* _TEXTE SOURCE_

--- --- ---

Auto louange, écrire un texte en « je ».
Il s’agit d’écrire sur soi en toute liberté, de se célébrer (pour une fois !), au-delà d’un quelconque narcissisme, de contacter « sa grandeur », sa beauté, son inconscient afin de mieux se connaître et se réaliser. L’idée est de louer toutes nos facettes, d’éclairer autant la noirceur que la lumière, nos pleins et nos vides, notre masculin et notre féminin (animus/anima), l’esprit et la matière. C’est une écriture de l’intime qui se met en parole, se partage. Une invitation au lâcher-prise, à la voix du cœur, à la découverte de notre élan vital. Il permet de changer notre discours intérieur et notre regard sur nous-mêmes. « L’autolouange invite à donner voix à ce bouillonnement de talents lové en chacun de nous » explique Marie Milis, la « papesse » de l’autolouange.

--- --- ---

* _DONNÉES FOURNIES_
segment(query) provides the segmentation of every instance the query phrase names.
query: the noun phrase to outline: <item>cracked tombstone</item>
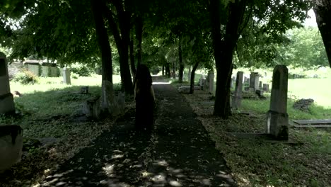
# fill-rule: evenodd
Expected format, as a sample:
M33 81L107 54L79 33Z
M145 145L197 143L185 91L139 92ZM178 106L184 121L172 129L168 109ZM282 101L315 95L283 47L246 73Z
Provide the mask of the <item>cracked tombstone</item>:
M241 106L241 98L243 94L243 72L237 72L234 96L232 99L232 108L238 108Z
M15 113L15 105L9 86L7 60L0 52L0 114L3 113Z
M269 84L263 84L262 90L269 92Z
M23 130L19 125L0 125L0 174L22 157Z
M289 139L287 81L289 70L284 65L277 65L272 76L270 108L267 113L267 133L279 140Z
M204 76L204 74L202 74L200 76L200 79L199 80L199 86L201 86L202 90L205 89L205 86L206 86L206 77Z
M213 70L208 72L208 91L210 94L214 94L214 78L215 74Z
M71 81L70 80L70 69L64 67L62 71L63 84L71 84Z
M250 90L255 91L259 89L259 73L251 72L250 75Z

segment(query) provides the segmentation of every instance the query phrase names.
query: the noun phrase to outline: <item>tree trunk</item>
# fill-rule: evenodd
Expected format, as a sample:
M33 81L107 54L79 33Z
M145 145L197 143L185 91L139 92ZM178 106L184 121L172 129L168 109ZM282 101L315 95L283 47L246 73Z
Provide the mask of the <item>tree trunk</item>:
M133 94L132 79L129 66L129 45L125 41L122 42L122 53L120 54L120 70L122 89L126 94Z
M134 41L130 41L130 64L131 64L131 73L134 76L136 76L136 65L134 64Z
M138 59L138 65L141 64L141 42L142 42L142 33L143 33L143 21L141 16L138 16L136 21L136 38L138 41L138 52L137 58Z
M170 78L170 63L167 62L166 64L166 75L168 78Z
M184 64L182 63L182 37L179 37L179 44L178 44L178 56L179 56L179 64L180 68L178 71L178 82L182 82L182 75L184 72Z
M193 94L194 92L194 77L195 77L195 71L197 70L197 67L199 66L199 60L197 60L194 66L192 69L191 72L191 81L190 84L190 94Z
M173 75L173 79L176 79L176 62L174 60L173 62L173 71L171 72L172 75Z
M124 11L123 4L118 1L112 1L116 7L120 30L112 18L109 8L104 8L112 30L120 55L120 71L121 74L122 87L126 94L133 94L132 79L129 66L129 46L130 42L130 15ZM107 7L106 7L107 8ZM99 10L100 11L100 10Z
M232 60L239 38L239 27L243 22L246 1L229 3L229 15L225 35L221 34L220 1L211 0L210 13L212 25L214 56L216 67L216 88L214 115L224 119L231 115L230 81L232 74ZM223 40L222 40L222 38Z
M316 23L331 67L331 1L315 0L315 3L313 9L316 16Z
M101 52L102 61L102 104L103 111L112 112L115 103L115 93L112 86L112 64L111 47L108 40L108 35L103 23L102 1L91 0L91 11L95 23L97 40Z

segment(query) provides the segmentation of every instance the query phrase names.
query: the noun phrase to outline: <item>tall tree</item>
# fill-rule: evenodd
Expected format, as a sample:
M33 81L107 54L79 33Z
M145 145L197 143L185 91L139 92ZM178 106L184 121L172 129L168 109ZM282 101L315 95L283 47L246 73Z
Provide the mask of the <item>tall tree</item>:
M105 112L115 113L114 110L115 93L112 86L112 52L107 29L105 27L104 19L103 16L103 7L105 4L102 0L91 0L91 11L94 18L95 24L96 35L101 52L102 60L102 90L101 96L102 108Z
M129 47L130 45L131 15L129 8L129 1L115 0L108 1L108 7L104 8L107 13L107 18L110 23L117 50L120 55L120 68L122 89L125 93L133 94L132 80L129 66ZM115 6L116 14L111 11L110 4ZM117 21L116 23L115 21Z
M227 118L231 114L230 81L232 59L248 1L228 2L228 16L224 34L221 32L221 7L219 0L211 0L210 12L212 25L214 56L216 67L216 89L214 115Z
M324 46L331 67L331 1L313 0L315 2L314 12L316 23L320 30Z

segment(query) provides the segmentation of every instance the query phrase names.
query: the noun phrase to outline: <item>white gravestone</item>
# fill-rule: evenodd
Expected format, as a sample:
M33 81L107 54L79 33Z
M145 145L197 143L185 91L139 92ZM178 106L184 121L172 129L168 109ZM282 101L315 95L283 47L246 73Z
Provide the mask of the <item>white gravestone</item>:
M241 98L243 95L243 72L237 72L237 79L236 80L236 88L234 96L232 99L232 108L238 108L241 106Z
M7 60L0 53L0 114L14 113L15 105L9 86Z
M70 69L66 67L63 68L63 84L71 84L70 80Z
M267 113L267 133L274 138L289 138L289 115L287 114L287 81L289 70L284 65L277 65L272 76L270 108Z

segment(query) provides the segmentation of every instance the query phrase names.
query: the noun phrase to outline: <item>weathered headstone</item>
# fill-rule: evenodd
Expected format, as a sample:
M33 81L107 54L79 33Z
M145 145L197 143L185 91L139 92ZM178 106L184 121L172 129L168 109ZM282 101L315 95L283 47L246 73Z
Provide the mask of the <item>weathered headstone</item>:
M0 125L0 173L21 161L23 130L18 125Z
M88 118L99 119L101 112L100 96L95 96L86 101L83 110L83 113Z
M213 70L208 72L208 91L210 94L214 94L214 78L215 74Z
M262 90L269 92L269 84L263 84Z
M187 72L187 81L190 82L191 81L191 67L189 67L189 71Z
M64 67L63 68L63 84L71 84L70 81L70 69Z
M6 57L0 53L0 114L15 113L13 94L9 86L9 76Z
M250 75L250 88L253 89L252 91L259 89L259 76L257 72L252 72Z
M199 80L199 86L201 86L202 90L204 90L204 86L206 85L206 77L202 74Z
M81 86L81 94L88 94L88 86Z
M124 92L118 93L118 95L116 98L117 102L118 110L120 114L124 113L125 108L125 94Z
M233 108L238 108L241 106L241 98L243 94L243 72L237 72L237 79L236 80L234 96L232 99Z
M289 138L287 114L287 81L289 70L284 65L277 65L272 76L270 108L267 113L267 133L277 140Z

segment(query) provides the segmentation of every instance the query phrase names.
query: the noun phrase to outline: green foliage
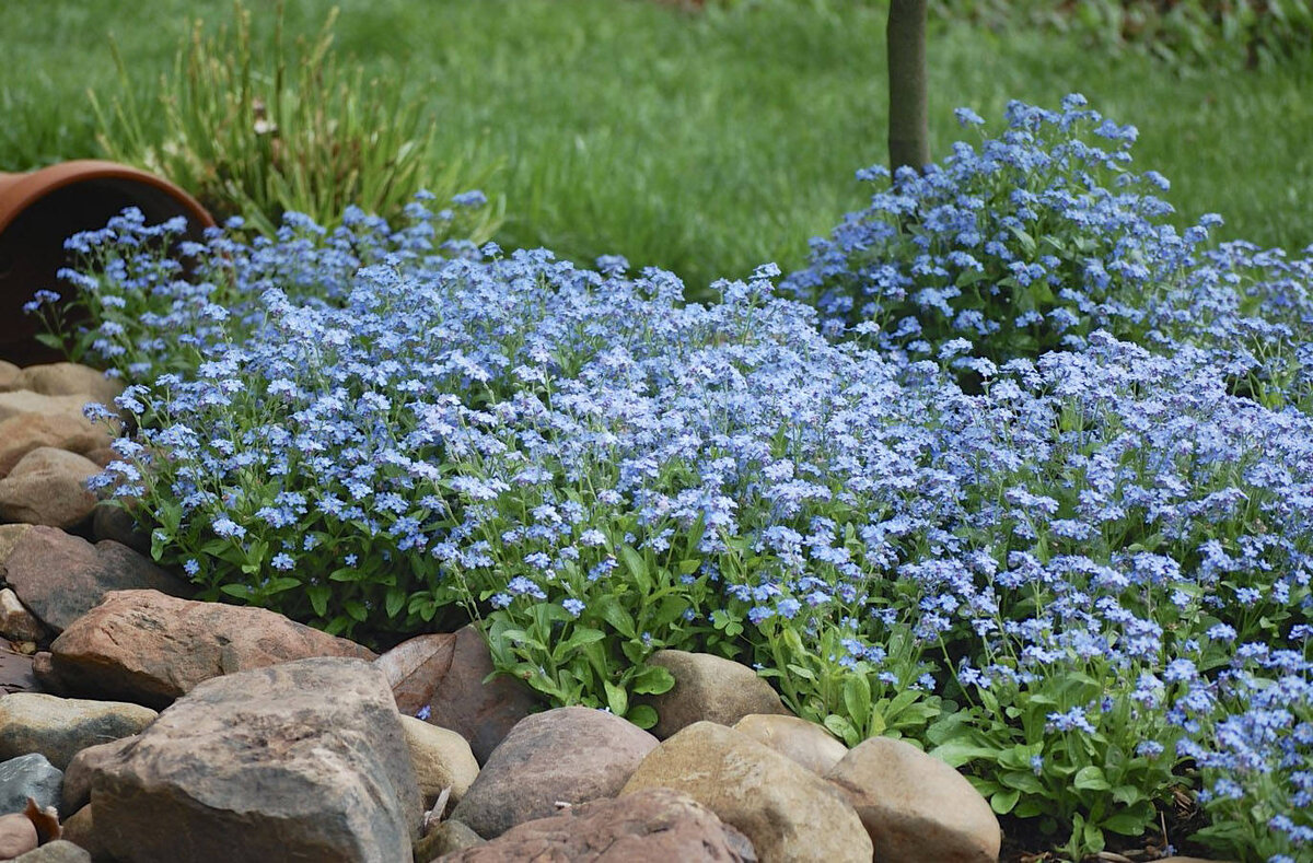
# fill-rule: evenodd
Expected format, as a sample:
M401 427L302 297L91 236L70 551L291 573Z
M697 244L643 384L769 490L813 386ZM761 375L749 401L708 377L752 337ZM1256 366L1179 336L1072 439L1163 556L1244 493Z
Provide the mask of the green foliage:
M460 159L439 163L436 125L397 79L341 64L337 9L288 50L280 1L268 54L251 17L236 0L231 31L207 35L196 21L155 100L138 93L116 47L118 93L105 104L89 93L105 156L169 177L217 219L240 215L265 235L288 211L326 227L348 205L395 220L420 188L445 199L486 184L486 171ZM486 210L474 239L490 237L499 215Z

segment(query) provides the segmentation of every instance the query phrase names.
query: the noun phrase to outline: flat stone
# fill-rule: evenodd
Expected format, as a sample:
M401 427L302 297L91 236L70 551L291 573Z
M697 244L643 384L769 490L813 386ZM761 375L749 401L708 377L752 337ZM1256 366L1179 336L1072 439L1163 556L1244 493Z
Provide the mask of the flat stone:
M765 863L872 860L871 837L834 786L725 725L693 723L663 741L621 796L647 788L689 795L743 832Z
M96 508L96 496L87 489L87 480L97 473L100 466L76 452L37 447L0 480L0 518L75 527Z
M387 682L309 658L205 681L92 778L125 863L411 859L423 801Z
M0 476L39 447L54 447L87 455L110 442L109 430L85 417L67 413L20 413L0 420Z
M637 700L656 711L653 734L666 740L693 723L733 725L750 713L785 713L780 696L746 665L710 653L656 651L650 665L670 672L675 686Z
M223 674L315 656L374 658L353 641L276 611L179 599L158 590L105 594L55 639L50 653L49 677L37 670L43 685L156 708Z
M0 761L0 814L22 812L28 797L45 809L59 803L64 774L41 753Z
M452 817L491 839L557 812L557 803L613 797L656 746L629 721L591 707L558 707L520 720Z
M818 776L823 776L848 754L848 748L825 728L797 716L750 713L734 724L734 731L765 744Z
M54 527L24 532L4 567L22 603L56 633L113 590L148 588L184 597L196 592L125 546L112 540L92 546Z
M415 780L424 795L424 811L432 809L446 790L450 790L448 807L454 807L479 775L479 762L470 752L469 741L454 731L429 725L404 713L400 716Z
M18 601L9 588L0 589L0 636L12 641L37 641L46 627Z
M909 742L872 737L853 746L826 779L848 796L889 863L995 863L1003 833L989 803L947 763Z
M130 737L156 716L140 704L43 692L5 695L0 698L0 758L41 753L63 770L87 746Z
M91 863L91 854L67 839L54 839L13 858L11 863Z
M116 411L114 396L123 391L123 384L117 378L106 378L98 369L75 362L51 362L24 369L22 388L43 396L87 396Z
M668 788L593 800L511 828L445 862L676 863L756 860L752 843L691 796Z
M494 670L492 656L473 624L450 633L449 651L433 636L420 637L425 640L419 645L407 641L379 657L395 682L397 708L414 716L427 707L427 721L470 741L482 765L511 728L540 707L538 698L509 677L483 682Z

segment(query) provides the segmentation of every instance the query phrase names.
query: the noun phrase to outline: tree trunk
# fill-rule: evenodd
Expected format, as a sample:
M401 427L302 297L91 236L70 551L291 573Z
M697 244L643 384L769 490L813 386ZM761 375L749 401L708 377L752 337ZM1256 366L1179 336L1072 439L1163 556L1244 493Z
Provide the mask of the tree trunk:
M926 126L926 0L889 4L889 169L930 164Z

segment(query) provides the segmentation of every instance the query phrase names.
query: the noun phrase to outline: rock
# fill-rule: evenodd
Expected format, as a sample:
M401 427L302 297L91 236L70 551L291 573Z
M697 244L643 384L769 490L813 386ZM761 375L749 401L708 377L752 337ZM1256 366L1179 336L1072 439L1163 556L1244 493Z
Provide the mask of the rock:
M156 708L223 674L315 656L374 658L358 644L274 611L179 599L158 590L105 594L55 639L50 653L49 674L37 670L43 685Z
M109 432L67 413L20 413L0 421L0 476L35 449L47 446L87 455L109 446Z
M20 413L43 413L46 416L63 414L68 417L83 417L83 405L95 399L84 395L75 396L43 396L30 390L16 390L13 392L0 392L0 421L16 417Z
M91 799L125 863L395 863L423 816L393 694L353 658L205 681L95 771Z
M91 854L67 839L55 839L16 856L11 863L91 863Z
M113 539L116 543L126 546L138 553L151 553L150 534L138 530L131 513L118 502L101 501L96 504L96 510L92 513L91 532L97 540Z
M0 525L0 576L5 574L5 560L32 525Z
M140 704L42 692L5 695L0 698L0 758L35 752L63 770L87 746L130 737L156 716Z
M22 370L22 388L43 396L88 396L116 411L114 396L123 391L117 378L75 362L53 362Z
M0 518L26 525L75 527L96 509L87 480L100 466L76 452L41 446L0 480Z
M46 633L41 620L32 616L9 588L0 589L0 636L12 641L37 641Z
M651 788L528 821L486 845L442 859L444 863L674 863L758 858L747 837L691 796Z
M483 845L483 837L460 821L442 821L415 843L415 863L428 863L475 845Z
M37 847L37 825L21 812L0 816L0 859L16 858Z
M22 390L22 369L0 359L0 392Z
M442 790L450 788L448 805L456 805L479 775L479 762L470 744L454 731L429 725L421 719L402 715L406 748L410 750L415 780L424 795L424 811L433 808Z
M22 812L28 797L42 809L55 805L63 780L64 773L41 753L0 761L0 814Z
M764 863L871 863L871 837L834 786L733 728L684 728L643 759L621 795L662 787L742 830Z
M106 859L105 849L100 843L100 834L96 832L96 818L89 805L68 816L60 826L64 830L63 838L85 849L91 854L91 859Z
M414 716L428 707L428 721L470 741L482 765L507 732L538 707L538 699L509 677L483 682L492 673L492 657L473 624L442 636L450 641L449 652L435 636L421 637L420 645L406 641L379 657L379 668L398 687L394 694L400 692L397 708Z
M192 595L192 585L112 540L92 546L54 527L32 527L5 559L22 603L55 632L81 618L112 590L151 588Z
M734 723L734 731L765 744L818 776L823 776L848 754L848 748L825 728L797 716L750 713Z
M33 660L34 657L16 653L0 643L0 695L37 690L37 678L32 673Z
M59 813L70 816L91 803L91 780L106 763L123 754L137 742L137 734L121 737L108 744L87 746L64 769L64 784L59 792Z
M872 737L853 746L826 779L852 803L876 859L994 863L1003 835L989 803L943 761L909 742Z
M647 662L675 677L668 692L638 699L656 711L658 740L704 720L733 725L750 713L786 712L771 685L746 665L687 651L656 651Z
M512 826L613 797L656 738L591 707L558 707L520 720L492 750L452 817L491 839Z

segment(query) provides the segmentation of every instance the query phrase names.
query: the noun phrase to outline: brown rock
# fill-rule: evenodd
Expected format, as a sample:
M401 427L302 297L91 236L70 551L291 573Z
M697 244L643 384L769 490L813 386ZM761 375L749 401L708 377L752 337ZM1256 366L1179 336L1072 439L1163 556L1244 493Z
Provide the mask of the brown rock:
M274 611L116 590L50 645L59 691L167 707L202 681L312 656L374 654ZM38 679L43 679L39 677ZM382 678L381 678L382 679Z
M479 762L470 752L469 741L454 731L429 725L421 719L404 713L400 717L415 780L424 795L424 811L433 808L442 791L449 791L448 805L454 807L479 775Z
M989 803L943 761L892 737L855 746L826 779L847 793L876 859L994 863L1003 834Z
M871 837L834 786L725 725L693 723L662 742L621 795L647 788L688 793L742 830L764 863L872 859Z
M35 641L45 636L46 627L34 618L9 588L0 589L0 637L11 641Z
M114 411L114 396L123 391L123 384L89 366L53 362L24 369L22 388L43 396L87 396Z
M415 843L415 863L483 845L483 837L460 821L442 821Z
M693 723L733 725L750 713L786 712L771 685L746 665L687 651L656 651L647 662L675 677L670 691L638 699L656 710L656 740Z
M63 770L87 746L129 737L152 721L140 704L16 692L0 699L0 758L41 753Z
M798 762L818 776L848 754L848 748L815 723L780 713L750 713L734 724L759 744Z
M85 417L20 413L0 421L0 476L7 476L22 456L38 447L87 455L109 446L109 432Z
M202 682L92 778L125 863L395 863L423 816L387 682L309 658Z
M9 586L55 632L83 616L112 590L148 588L192 595L194 588L112 540L92 546L54 527L32 527L4 563Z
M591 707L558 707L520 720L452 817L491 839L516 824L555 814L557 803L612 797L656 738Z
M756 860L752 843L691 796L668 788L593 800L512 828L444 862L675 863Z
M420 645L411 647L408 641L398 645L390 653L404 652L382 664L390 681L400 681L397 707L411 715L428 707L428 721L470 741L482 765L507 732L540 702L527 686L509 677L483 682L492 673L492 657L473 624L445 636L450 639L450 653L437 637L421 637L425 641ZM421 661L416 658L425 654Z
M76 452L37 447L0 480L0 518L51 527L80 525L96 508L87 480L97 473L100 467Z
M91 803L92 779L135 742L137 734L133 734L79 750L64 769L64 783L59 791L59 813L67 817Z

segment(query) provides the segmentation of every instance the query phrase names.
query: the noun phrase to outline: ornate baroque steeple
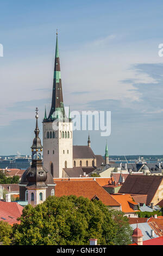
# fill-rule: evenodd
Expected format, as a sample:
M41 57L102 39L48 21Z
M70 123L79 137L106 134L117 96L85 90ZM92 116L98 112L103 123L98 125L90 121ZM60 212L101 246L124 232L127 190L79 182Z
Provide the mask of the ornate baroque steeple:
M65 112L58 44L58 32L57 31L52 101L51 111L47 121L53 121L54 119L64 117Z

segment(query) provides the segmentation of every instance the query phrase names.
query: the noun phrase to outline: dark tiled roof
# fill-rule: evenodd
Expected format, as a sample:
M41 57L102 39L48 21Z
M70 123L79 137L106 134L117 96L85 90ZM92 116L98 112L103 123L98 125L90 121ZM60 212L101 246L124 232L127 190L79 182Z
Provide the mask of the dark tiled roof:
M73 146L73 159L94 159L95 155L88 146Z
M0 201L0 221L8 222L12 225L19 223L17 218L22 215L23 209L23 208L16 202Z
M128 175L119 193L147 194L147 204L150 204L163 176Z

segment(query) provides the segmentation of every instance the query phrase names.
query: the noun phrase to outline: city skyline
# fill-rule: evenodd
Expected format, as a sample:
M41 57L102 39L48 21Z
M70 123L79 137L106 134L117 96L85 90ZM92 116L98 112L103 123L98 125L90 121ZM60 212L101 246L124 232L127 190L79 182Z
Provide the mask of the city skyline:
M65 106L111 112L110 136L90 132L95 153L104 155L107 139L110 155L161 155L161 1L156 1L159 8L147 1L91 1L86 7L86 1L48 2L33 3L32 11L19 1L1 4L0 155L30 154L36 107L42 139L57 28ZM73 144L86 145L88 133L74 131Z

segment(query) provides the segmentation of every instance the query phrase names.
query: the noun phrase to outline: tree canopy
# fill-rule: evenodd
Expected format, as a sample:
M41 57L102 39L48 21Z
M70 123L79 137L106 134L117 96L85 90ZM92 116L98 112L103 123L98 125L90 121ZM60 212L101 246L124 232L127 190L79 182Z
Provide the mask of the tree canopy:
M122 212L83 197L49 197L28 205L13 227L14 244L84 245L96 238L100 245L128 245L132 230Z

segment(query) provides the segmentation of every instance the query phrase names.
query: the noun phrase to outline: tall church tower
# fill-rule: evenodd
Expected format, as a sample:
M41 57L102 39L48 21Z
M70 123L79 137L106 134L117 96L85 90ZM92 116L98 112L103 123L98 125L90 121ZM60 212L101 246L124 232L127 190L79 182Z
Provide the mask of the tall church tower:
M42 147L39 137L38 109L36 109L36 128L32 148L32 162L31 168L27 169L27 180L28 182L26 188L28 191L28 204L35 206L46 199L46 190L48 188L46 181L47 173L42 167L41 152Z
M109 164L109 153L108 153L108 148L107 142L106 143L105 159L105 164Z
M43 120L43 167L54 178L62 178L63 168L73 167L72 122L65 113L58 45L58 33L51 108Z

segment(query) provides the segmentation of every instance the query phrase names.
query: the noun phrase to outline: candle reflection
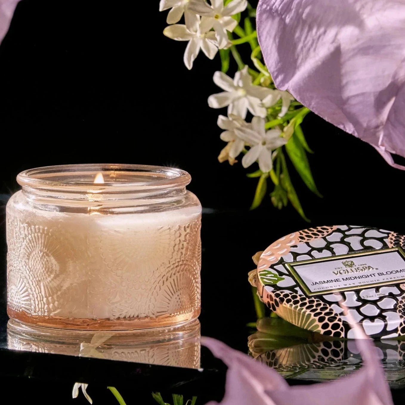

--- --- ---

* _TRAVAIL DEMANDÉ_
1 – Relevez tous les couples de facettes opposées que, d'après l'extrait sur l'autolouange, il convient de louer.
2 – Résumez en deux phrases l'extrait sur l'autolouange.
3 – Poursuivez l'extrait sur l'autolouange à partir de sa dernière phrase.
Les entrées constituent un matériel distinct du texte source.

* _RÉSULTATS ATTENDUS_
1 –
- La noirceur et la lumière
- Nos pleins et nos vides
- Notre masculin et notre féminin (animus/anima)
- L'esprit et la matière

2 – L'autolouange consiste à écrire librement sur soi, en « je », pour se célébrer, mieux se connaître et se réaliser, en louant toutes ses facettes, la noirceur comme la lumière. Cette écriture de l'intime, qui se partage, invite au lâcher-prise et permet de changer notre discours intérieur et notre regard sur nous-mêmes.

3 –
Exemples de textes :
Parentalité/parent alité
Je suis terreur de l’épouvantable absence, j’interroge la figure magistrale,
Je libère les références parentales sclérosantes, je rassure délicatement des bribes d’enfant.
Je lis l’inquiétude dans les traces des ans.
Je suis vieillesse impudique. Je me ressource dans l’éternelle sagesse, dans la plénitude générationnelle.
Immense, j’enlace la solitude, je réchauffe les blessures béantes.
Unique, multiple, changeante, j’accepte les émouvantes fragilités, j’interroge les certitudes.
Du haut de mes racines, je suis force consolante.
Saison
Je suis ferment.
Je suis silence du verbe.
Furtive, j’épie les clameurs mortifères.
Magicienne, je me retire un instant pour savourer l’humeur du monde.
Je calligraphie mes énigmatiques peines, mes déceptions souterraines.
J’écoute mon absurde douleur.
Je suis humilité passagère.
Je me mélange avec volupté au souffle du vent, j’épouse l’automne flamboyant.
Nous pouvons écrire aussi un louange sur l’autre, « le kasàlà de l’autre » pour exprimer notre admiration, notre reconnaissance, notre gratitude.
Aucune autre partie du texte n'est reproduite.